Work to complete
Nothing but the line with "Note for the class: annotate every instance of the green" and the lines after it should appear, each retyped exactly as in the listing.
═══ Recorded information ═══
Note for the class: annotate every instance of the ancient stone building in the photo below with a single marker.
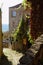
(15, 14)
(0, 35)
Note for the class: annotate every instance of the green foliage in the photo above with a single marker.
(22, 31)
(26, 4)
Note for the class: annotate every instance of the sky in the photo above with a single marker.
(4, 5)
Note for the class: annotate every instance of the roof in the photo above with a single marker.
(16, 6)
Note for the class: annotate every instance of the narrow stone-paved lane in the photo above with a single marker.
(12, 56)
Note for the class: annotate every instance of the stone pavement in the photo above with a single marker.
(11, 57)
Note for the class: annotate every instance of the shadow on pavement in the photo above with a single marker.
(5, 61)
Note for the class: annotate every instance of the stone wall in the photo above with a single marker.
(34, 55)
(0, 35)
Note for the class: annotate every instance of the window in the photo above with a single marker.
═══
Written response
Note for the class: annotate every instance of the green foliage in the photo above with a single marker.
(22, 31)
(26, 4)
Note for the class: annotate every instance of the sky in the photo above with a single marker.
(4, 5)
Note for the class: annotate every instance of the roof in the photo above with a single marker.
(16, 6)
Note for the class: annotate every instance of the narrow stone-paved lane in the photo above with a single marker.
(12, 56)
Note for the class: annotate every instance of the stone pavement in the photo above with a single marker.
(11, 57)
Note for the class: annotate every instance of the shadow on pavement in the photo above with a single marker.
(5, 61)
Note for the class: annotate every instance of the stone wall in the photo above with a single marker.
(34, 55)
(0, 35)
Note for the class: annotate every instance of the window in the photo above with a single marker.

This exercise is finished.